Records below:

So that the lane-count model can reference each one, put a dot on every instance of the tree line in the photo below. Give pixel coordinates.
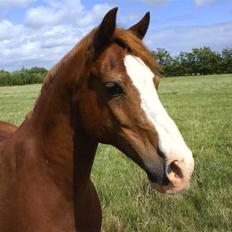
(200, 61)
(22, 77)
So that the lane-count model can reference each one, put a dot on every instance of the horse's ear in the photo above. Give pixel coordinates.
(140, 29)
(105, 30)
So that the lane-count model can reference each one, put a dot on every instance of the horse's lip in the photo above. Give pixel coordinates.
(162, 180)
(152, 178)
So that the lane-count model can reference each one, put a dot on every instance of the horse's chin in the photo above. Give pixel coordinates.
(169, 189)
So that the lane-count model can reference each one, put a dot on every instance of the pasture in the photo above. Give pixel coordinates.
(202, 108)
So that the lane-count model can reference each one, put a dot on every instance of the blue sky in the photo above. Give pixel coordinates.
(40, 32)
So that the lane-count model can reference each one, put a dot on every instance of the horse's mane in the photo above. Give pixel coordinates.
(134, 45)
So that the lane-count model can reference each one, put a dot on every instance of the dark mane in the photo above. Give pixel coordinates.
(125, 37)
(136, 47)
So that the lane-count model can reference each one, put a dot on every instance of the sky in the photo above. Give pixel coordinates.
(40, 32)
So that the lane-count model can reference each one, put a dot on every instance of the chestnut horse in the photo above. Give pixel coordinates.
(103, 90)
(6, 129)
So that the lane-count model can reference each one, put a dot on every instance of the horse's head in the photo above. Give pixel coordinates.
(118, 104)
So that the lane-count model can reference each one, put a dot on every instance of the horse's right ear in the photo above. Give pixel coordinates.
(105, 30)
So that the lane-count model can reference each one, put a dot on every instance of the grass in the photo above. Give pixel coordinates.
(202, 109)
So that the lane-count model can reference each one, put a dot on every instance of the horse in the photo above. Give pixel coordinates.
(104, 90)
(6, 129)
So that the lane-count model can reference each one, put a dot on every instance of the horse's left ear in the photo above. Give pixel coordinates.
(140, 29)
(105, 30)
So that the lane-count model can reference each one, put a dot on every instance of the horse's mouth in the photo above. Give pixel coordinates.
(162, 180)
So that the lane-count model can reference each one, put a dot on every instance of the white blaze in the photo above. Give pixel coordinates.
(171, 142)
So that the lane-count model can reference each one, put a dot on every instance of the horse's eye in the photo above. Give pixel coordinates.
(114, 89)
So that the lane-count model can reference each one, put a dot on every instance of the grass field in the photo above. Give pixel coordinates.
(202, 109)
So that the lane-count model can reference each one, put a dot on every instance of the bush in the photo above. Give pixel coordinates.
(22, 77)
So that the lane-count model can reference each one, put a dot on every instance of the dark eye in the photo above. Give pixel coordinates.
(114, 89)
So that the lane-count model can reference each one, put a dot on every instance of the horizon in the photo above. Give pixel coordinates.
(29, 39)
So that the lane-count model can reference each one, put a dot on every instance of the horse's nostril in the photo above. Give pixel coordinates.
(175, 172)
(176, 169)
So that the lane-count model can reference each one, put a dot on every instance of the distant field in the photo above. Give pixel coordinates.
(202, 109)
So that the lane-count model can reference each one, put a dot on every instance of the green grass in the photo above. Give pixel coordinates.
(202, 109)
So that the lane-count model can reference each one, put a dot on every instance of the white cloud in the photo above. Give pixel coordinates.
(178, 39)
(151, 2)
(42, 41)
(204, 2)
(12, 3)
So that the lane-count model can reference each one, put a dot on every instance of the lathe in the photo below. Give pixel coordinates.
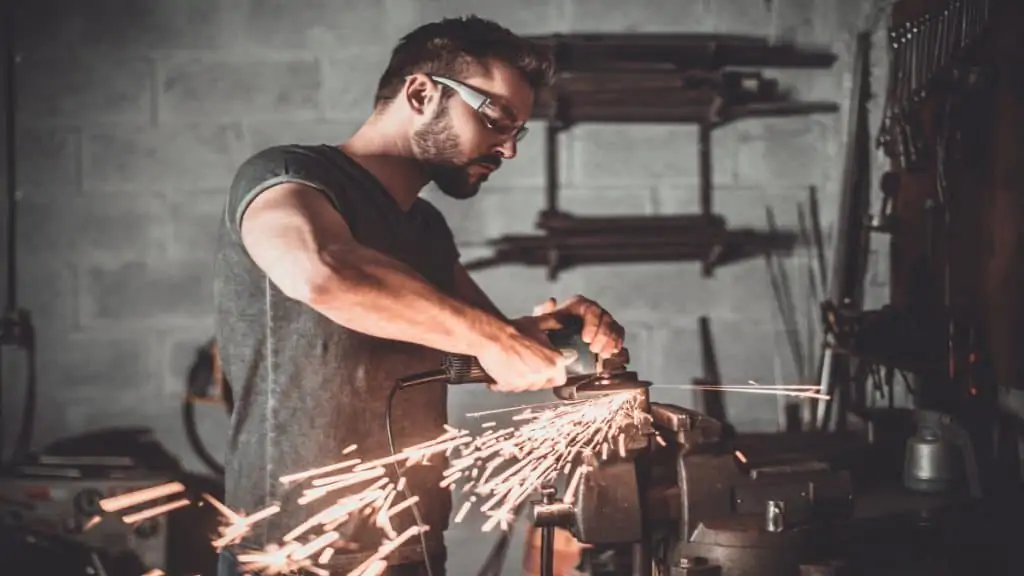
(687, 499)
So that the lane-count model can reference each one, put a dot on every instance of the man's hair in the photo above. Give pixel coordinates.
(452, 47)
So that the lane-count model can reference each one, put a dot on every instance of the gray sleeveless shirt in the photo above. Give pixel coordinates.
(306, 387)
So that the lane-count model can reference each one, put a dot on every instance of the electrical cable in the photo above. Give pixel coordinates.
(432, 376)
(496, 559)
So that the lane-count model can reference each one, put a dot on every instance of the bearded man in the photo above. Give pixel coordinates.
(334, 279)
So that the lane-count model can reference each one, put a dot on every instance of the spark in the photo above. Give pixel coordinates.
(498, 468)
(156, 510)
(510, 464)
(116, 503)
(754, 387)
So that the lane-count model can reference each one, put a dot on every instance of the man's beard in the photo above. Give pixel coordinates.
(437, 146)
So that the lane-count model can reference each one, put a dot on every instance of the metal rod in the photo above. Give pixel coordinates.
(705, 168)
(10, 60)
(548, 550)
(551, 165)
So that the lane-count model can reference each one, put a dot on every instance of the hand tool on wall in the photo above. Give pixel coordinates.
(922, 52)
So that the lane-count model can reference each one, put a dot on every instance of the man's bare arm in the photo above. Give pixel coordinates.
(469, 291)
(304, 246)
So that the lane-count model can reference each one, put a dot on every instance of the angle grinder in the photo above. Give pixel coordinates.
(587, 374)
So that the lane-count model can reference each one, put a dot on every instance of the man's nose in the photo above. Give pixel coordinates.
(507, 148)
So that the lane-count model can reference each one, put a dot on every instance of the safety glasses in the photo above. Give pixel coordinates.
(493, 116)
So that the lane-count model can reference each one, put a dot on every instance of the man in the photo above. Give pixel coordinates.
(334, 279)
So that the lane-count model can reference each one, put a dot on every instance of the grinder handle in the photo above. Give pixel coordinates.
(464, 369)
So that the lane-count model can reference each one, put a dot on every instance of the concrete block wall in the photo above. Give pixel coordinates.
(134, 115)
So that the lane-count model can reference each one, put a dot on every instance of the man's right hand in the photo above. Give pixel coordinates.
(520, 363)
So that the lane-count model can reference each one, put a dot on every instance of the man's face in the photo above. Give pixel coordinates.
(460, 146)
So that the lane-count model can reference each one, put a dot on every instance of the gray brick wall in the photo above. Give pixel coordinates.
(135, 115)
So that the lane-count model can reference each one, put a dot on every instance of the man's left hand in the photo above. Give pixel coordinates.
(600, 330)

End of Records.

What is required: Every line of the data is to be transcribed exactly, and no picture is to be included.

Final answer:
So that the lane-count model can reference each one, put a dot on every instance of the tree line in the photo below. Give pixel coordinates.
(200, 61)
(22, 77)
So that the lane-count model can reference each one, put a dot on every instance of the horse's ear in the photo above. Give pixel coordinates.
(140, 29)
(105, 30)
So that the lane-count model can reference each one, put a dot on every instance of the horse's lip in the photo above. Give pixel coordinates.
(162, 180)
(152, 178)
So that the lane-count model can reference each one, put a dot on every instance of the horse's chin in the photo above. Give pixel coordinates.
(169, 189)
So that the lane-count model can reference each one, put a dot on every instance of the pasture in the photo above. Give pixel coordinates.
(202, 108)
So that the lane-count model can reference each one, put a dot on every instance of the blue sky in the photo above. Give pixel coordinates.
(40, 32)
So that the lane-count model can reference each one, put a dot on every instance of the horse's mane in the photo above. Give pixel coordinates.
(134, 45)
So that the lane-count model can reference each one, put a dot on every instance of the dark mane in the photo above. Give pixel coordinates.
(125, 37)
(136, 47)
So that the lane-count model can reference each one, put a dot on every instance of the sky in the photo above. Give pixel coordinates.
(40, 32)
So that the lane-count model can reference each one, put a dot on every instance of the chestnut horse in the photo above. Give pixel coordinates.
(103, 90)
(6, 129)
So that the lane-count model can reference each one, put a dot on every instance of the horse's head in the photo above. Give pixel coordinates.
(118, 104)
So that the lane-count model can reference each one, put a dot on every instance of the horse's right ear in the photo above. Give pixel coordinates.
(105, 30)
So that the lane-count model can reference each one, put a dot on every instance of the grass in the photo above. Give pixel coordinates.
(202, 109)
So that the lane-count model can reference each one, put a dot on every instance of the horse in the photo above. Give pixel coordinates.
(104, 90)
(6, 129)
So that the lane-count model can reference each one, put a dot on every instance of the horse's left ear in the photo above. Give pixel coordinates.
(140, 29)
(105, 30)
So that the lane-count model can reference each one, put a dot on every instance of the horse's mouth in the photo above. Give pixel coordinates.
(162, 180)
So that the lane-count model can reference each one, put a dot on every instance of the white blaze in the photo above. Give pixel coordinates.
(171, 142)
So that the lane-count model can reference each one, put a dot on every instance of the horse's eye in the photo above. Give pixel coordinates.
(114, 89)
So that the lane-count model can reference each one, put a dot on every instance of the grass field in the photo above. Give pixel coordinates.
(202, 109)
So that the lane-count model can reference each one, put a dot on every instance of the bush in the photo above. Give pixel coordinates.
(22, 77)
So that the lane-count model can reference each one, put a dot on every instance of the dark eye in the photo above. Give pixel coordinates.
(114, 89)
So that the lane-count model can reference each one, put a dot on every instance of the horizon in the photo above. Give pixel coordinates.
(29, 39)
So that the lane-count model can reference each one, put a dot on every instance of the horse's nostril in the photo above. Give pixel coordinates.
(175, 172)
(176, 169)
So that the lane-count model can reference each one, put a dot on every instance of the distant field in the photo above. Give pixel coordinates.
(202, 109)
So that the lane-count model can reference each one, put a dot on every instance of the green grass in the photo above. Give pixel coordinates.
(202, 109)
So that the lane-count model can reference each one, put a dot on every instance of the white cloud in the photo above. Give pixel coordinates.
(178, 39)
(151, 2)
(42, 41)
(204, 2)
(12, 3)
So that the lane-count model can reference each one, put a dot on every instance of the lathe in the photo below. Give pixel coordinates.
(687, 499)
So that the lane-count model can reference each one, put a dot on every instance of the man's hair in the photo above. Give pixel coordinates.
(452, 47)
So that the lane-count model can reference each one, put a dot on every instance of the gray sleeveless shirt in the photo above. Give pixel coordinates.
(306, 387)
So that the lane-count model can reference each one, put a dot on every instance of the electrical cable in the photo above. Give pixel coordinates.
(432, 376)
(496, 559)
So that the lane-count model can reference each one, put a dot on every instance of the bearded man in the photo above. Give pixel coordinates.
(334, 279)
So that the lane-count model can reference each one, put a dot on every instance of the spark in the photo above. Give pixel coordinates.
(498, 468)
(156, 510)
(510, 464)
(116, 503)
(754, 387)
So that the lane-count model can reference each one, put a dot on every instance of the man's beard in the photo above. Give pixel coordinates.
(437, 146)
So that the lane-count model can reference each one, put a dot on every instance of the metal rod in the photo above. Give pixel coordinates.
(705, 168)
(10, 60)
(548, 550)
(551, 165)
So that the lane-count model can reference each one, put a dot on every instance of the hand tool on wall in the photo above. Give pixel coordinates.
(922, 52)
So that the lane-count model can reference each one, put a dot on every instance of the man's bare arm in the photo above. Give pixel coordinates.
(469, 291)
(304, 246)
So that the lane-count model can reference each one, put a dot on every instance of the angle grinder in the photo above. Give pixel coordinates.
(587, 374)
So that the lane-count model can reference each one, put a dot on every instance of the man's nose in the photo above. Give pixel coordinates.
(507, 148)
So that the lane-count model can reference each one, put a dot on every instance of the safety glasses in the photo above. Give pixel coordinates.
(493, 116)
So that the lane-count model can reference each one, put a dot on every instance of the man in the photo above. Give pixel coordinates.
(334, 279)
So that the lane-count model can reference each one, put a dot on every instance of the grinder handle in the photo above. Give pixel coordinates.
(464, 369)
So that the lane-count model can reference each one, put a dot on every instance of the concrete block wall in the photo above. Give pixel coordinates.
(134, 115)
So that the lane-count model can reference each one, put a dot on every instance of the man's right hand in the photo above. Give pixel coordinates.
(520, 363)
So that the lane-count model can reference each one, put a dot on every instance of the man's face in the photo above. Give pixel coordinates.
(460, 146)
So that the lane-count model can reference each one, put a dot on every instance of the gray brick wall in the photo above. Give pixel coordinates.
(135, 115)
So that the lane-count model can reference each one, put a dot on every instance of the man's left hand in the photo above. Give pixel coordinates.
(600, 330)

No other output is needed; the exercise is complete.